Selected extract:
++++

The sources mentioned in the following pieces are anonymous so you should take all of this with a grain of salt, but it appears administration officials are hinting that Social Security cuts will not be mentioned in the State of the Union.
Marc Ambinder has a SOTU preview piece based on what administration officials, one a “senior adviser,” are telling him to expect, and he writes:
Liberals are worried that Obama will call for Social Security benefit cuts (which is unlikely) or that he will ask Congress to subject more income to Social Security taxes (which is possible).
In addition the New York Times also has a SOTU preview article that provides more good news in line with what Ambinder has reported:
Mr. Obama is unlikely, they said, to embrace the recommendations of a bipartisan majority on the debt-reduction commission he created, which proposed slashing projected annual deficits through 2020 with deep cuts in domestic and military spending, changes to Social Security and Medicare, and an overhaul of the individual and corporate tax codes to simplify them and to raise additional revenues.
Of course, it’s possible that the administration’s definition of “benefit cuts” might be very different from how most of us would define it, for instance they might not see increasing the retirement age as a “benefit cut.” I guess we’ll see. But Ambinder seems to be stating that Liberals’ worries are unlikely to come true.

++++

Listed entries:

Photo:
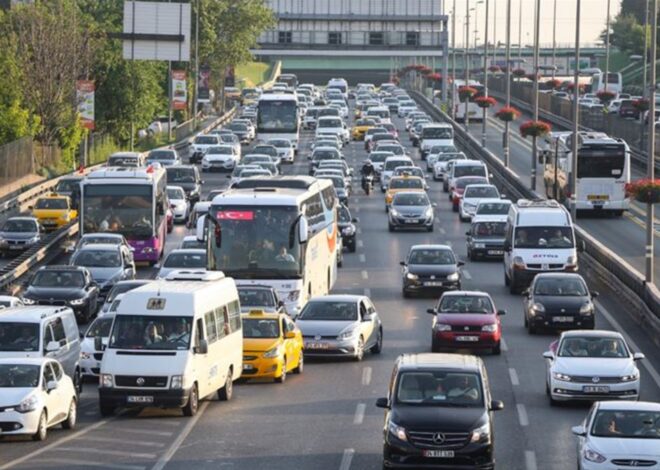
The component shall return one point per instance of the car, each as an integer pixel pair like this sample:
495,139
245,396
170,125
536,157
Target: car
473,194
54,211
36,395
72,286
618,434
340,326
272,346
18,234
558,301
430,269
411,210
439,413
591,365
165,157
108,264
179,204
182,259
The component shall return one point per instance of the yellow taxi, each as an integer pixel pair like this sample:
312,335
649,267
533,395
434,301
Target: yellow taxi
403,183
54,211
361,127
272,346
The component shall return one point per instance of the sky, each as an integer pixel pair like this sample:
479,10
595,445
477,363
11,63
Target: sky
593,20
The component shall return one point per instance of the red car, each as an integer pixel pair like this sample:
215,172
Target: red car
458,189
466,320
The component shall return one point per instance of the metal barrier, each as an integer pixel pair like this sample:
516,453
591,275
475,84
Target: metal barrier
646,297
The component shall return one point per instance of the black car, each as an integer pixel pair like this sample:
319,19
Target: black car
188,177
347,228
64,285
439,414
559,301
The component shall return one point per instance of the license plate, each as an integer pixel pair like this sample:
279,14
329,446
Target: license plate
445,454
469,339
139,399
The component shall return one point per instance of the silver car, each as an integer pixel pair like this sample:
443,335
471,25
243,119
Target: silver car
340,326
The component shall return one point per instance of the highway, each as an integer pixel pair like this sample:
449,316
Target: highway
326,418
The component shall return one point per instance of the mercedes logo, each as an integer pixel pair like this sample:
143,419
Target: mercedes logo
438,438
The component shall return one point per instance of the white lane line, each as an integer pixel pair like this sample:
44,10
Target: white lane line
523,419
530,460
514,377
366,375
49,447
167,456
359,413
346,459
646,364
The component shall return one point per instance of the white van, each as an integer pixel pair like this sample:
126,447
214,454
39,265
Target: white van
539,238
42,331
172,343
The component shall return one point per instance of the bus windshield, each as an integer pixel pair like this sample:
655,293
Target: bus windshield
256,242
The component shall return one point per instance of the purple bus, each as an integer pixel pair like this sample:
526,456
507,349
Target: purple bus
129,201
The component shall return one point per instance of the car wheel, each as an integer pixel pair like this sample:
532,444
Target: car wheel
71,418
42,428
193,402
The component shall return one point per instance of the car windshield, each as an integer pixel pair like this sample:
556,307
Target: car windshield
544,237
465,304
19,337
99,327
630,424
439,388
14,225
560,286
63,279
593,346
410,200
97,259
330,311
428,256
185,260
166,333
19,375
261,328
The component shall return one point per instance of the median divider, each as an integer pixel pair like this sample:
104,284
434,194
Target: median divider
627,282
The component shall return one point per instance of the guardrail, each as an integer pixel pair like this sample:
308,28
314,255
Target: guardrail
643,297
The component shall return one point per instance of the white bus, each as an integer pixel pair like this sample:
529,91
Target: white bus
278,231
603,170
172,343
278,117
475,113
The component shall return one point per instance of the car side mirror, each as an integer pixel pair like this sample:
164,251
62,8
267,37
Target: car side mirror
383,403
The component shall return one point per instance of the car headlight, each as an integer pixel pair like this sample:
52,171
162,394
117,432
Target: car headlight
593,456
481,434
105,380
177,382
397,431
28,404
562,377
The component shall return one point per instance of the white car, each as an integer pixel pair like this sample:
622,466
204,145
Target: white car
35,394
591,365
179,204
619,434
474,193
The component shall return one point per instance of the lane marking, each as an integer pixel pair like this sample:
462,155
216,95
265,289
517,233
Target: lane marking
366,375
359,413
167,456
645,363
513,375
346,459
523,419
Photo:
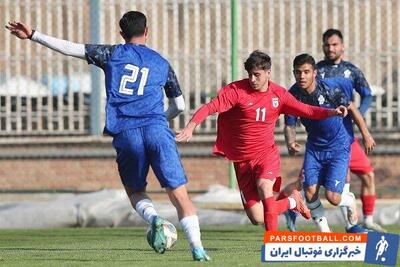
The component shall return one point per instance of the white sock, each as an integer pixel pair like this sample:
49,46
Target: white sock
146,210
322,224
369,219
346,188
191,228
347,200
292,203
343,209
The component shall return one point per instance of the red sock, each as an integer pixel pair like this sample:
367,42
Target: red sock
368,204
281,195
270,215
282,205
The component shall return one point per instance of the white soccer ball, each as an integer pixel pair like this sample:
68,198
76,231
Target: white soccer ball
170,233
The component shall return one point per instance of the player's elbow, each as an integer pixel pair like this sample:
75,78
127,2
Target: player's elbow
180,107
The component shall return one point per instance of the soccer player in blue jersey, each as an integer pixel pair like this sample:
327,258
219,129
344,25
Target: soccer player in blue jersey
135,77
334,66
328,143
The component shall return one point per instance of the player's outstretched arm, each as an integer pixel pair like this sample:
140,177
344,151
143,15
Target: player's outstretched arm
187,133
175,106
19,29
369,142
290,138
339,111
64,47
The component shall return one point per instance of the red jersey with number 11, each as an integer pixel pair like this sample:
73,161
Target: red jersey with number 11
247,118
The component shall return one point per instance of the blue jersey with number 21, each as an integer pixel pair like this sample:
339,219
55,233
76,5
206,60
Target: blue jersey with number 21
134,78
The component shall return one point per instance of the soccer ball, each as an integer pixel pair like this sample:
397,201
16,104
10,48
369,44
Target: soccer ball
170,233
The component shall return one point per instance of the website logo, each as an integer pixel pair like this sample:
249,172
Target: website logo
382,248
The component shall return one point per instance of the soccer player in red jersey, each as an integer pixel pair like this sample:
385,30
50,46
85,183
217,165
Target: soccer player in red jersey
248,110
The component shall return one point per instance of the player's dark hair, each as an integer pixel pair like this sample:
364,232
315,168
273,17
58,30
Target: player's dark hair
330,32
303,59
257,59
132,24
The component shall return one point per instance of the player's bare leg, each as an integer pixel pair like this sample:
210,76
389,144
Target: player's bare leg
348,207
188,220
256,214
368,197
316,208
289,214
142,203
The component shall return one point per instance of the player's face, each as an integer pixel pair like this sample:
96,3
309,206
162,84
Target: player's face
333,49
305,77
259,78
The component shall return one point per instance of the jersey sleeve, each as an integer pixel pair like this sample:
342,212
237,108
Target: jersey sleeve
172,88
291,106
226,99
363,89
290,120
342,92
99,54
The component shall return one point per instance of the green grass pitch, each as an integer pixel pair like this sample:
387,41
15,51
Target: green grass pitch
228,246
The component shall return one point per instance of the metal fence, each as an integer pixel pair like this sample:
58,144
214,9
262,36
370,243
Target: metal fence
44,93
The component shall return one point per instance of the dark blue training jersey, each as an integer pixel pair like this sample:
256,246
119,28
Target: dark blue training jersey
347,70
134,78
333,133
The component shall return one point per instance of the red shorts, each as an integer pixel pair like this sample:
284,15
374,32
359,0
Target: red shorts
247,172
359,162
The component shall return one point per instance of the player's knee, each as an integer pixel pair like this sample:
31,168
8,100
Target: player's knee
333,198
368,179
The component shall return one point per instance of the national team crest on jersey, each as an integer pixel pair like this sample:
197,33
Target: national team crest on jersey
275,102
347,73
321,100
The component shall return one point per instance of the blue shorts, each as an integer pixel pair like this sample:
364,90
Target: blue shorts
327,168
152,145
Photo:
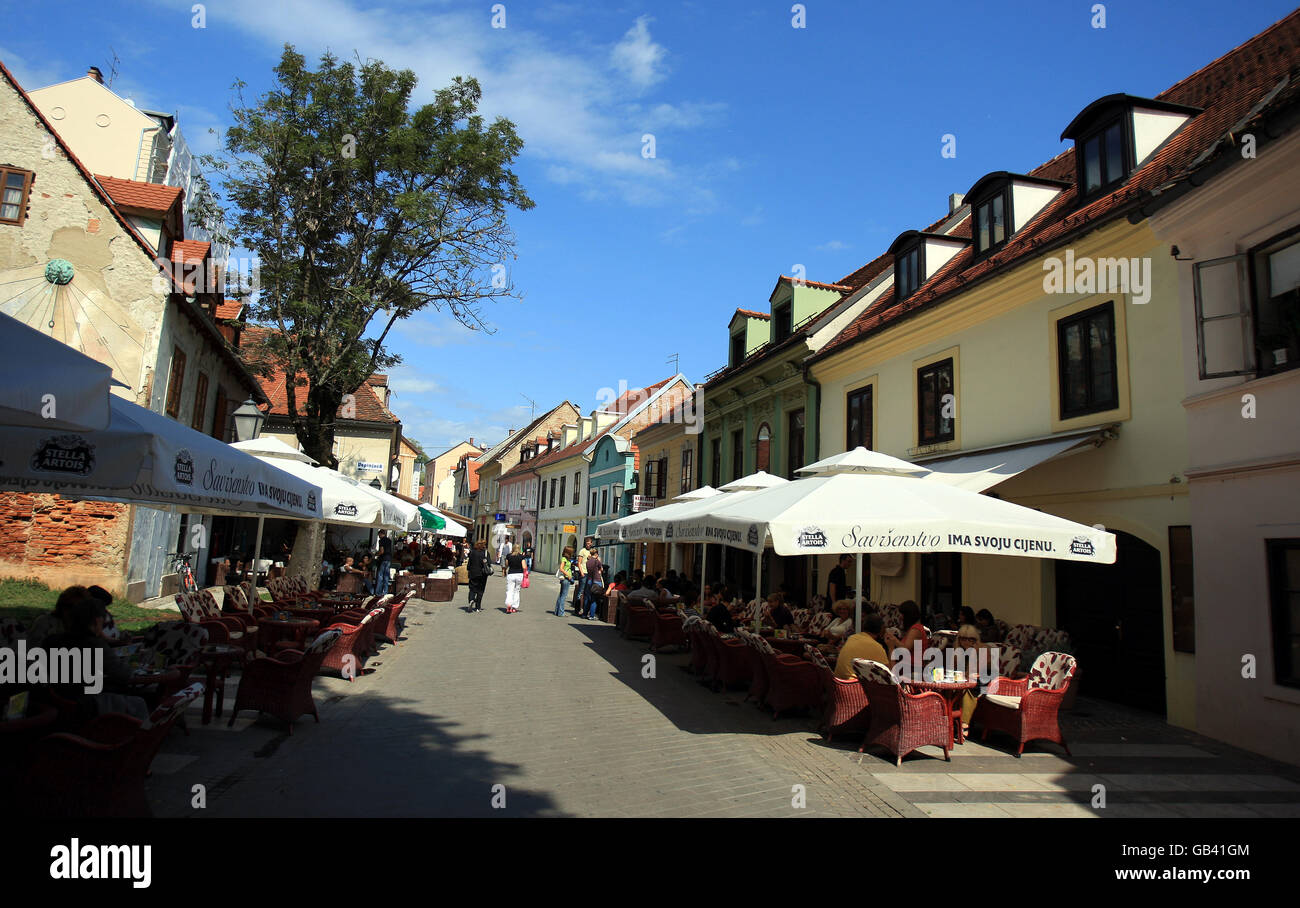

++++

Requirement 1: From the State of the Union preview post, list the measures the bipartisan majority on the debt-reduction commission proposed for slashing projected annual deficits through 2020.
Requirement 2: According to the State of the Union preview post, which step does Ambinder call possible, as opposed to unlikely?
Requirement 3: Please write the next few sentences of the State of the Union preview post, continuing after its final sentence.

Final answer 1:
- Deep cuts in domestic and military spending
- Changes to Social Security and Medicare
- An overhaul of the individual and corporate tax codes to simplify them and raise additional revenues

Final answer 2: Obama asking Congress to subject more income to Social Security taxes.

Final answer 3:
It's still not going to be a speech that will make disaffected liberals fall in love with President Obama all over again. Apparently he will continue to talk about bipartisanship. He may talk about lowering corporate tax rates in exchange for ending some current tax breaks, which gives some cause for anxiety. President Obama will still make the deficit and cutting spending a major theme in his speech.
But if the reports by Ambinder and by the New York Times are correct, at least President Obama won’t be talking about slashing Social Security and he won’t be adopting the Bowles-Simpson commission’s recommendations, which would be very welcome news. Along with today's news that President Obama will also be asking for more spending on infrastructure and education, it's possible that Tuesday night may not be as shitty as I had expected.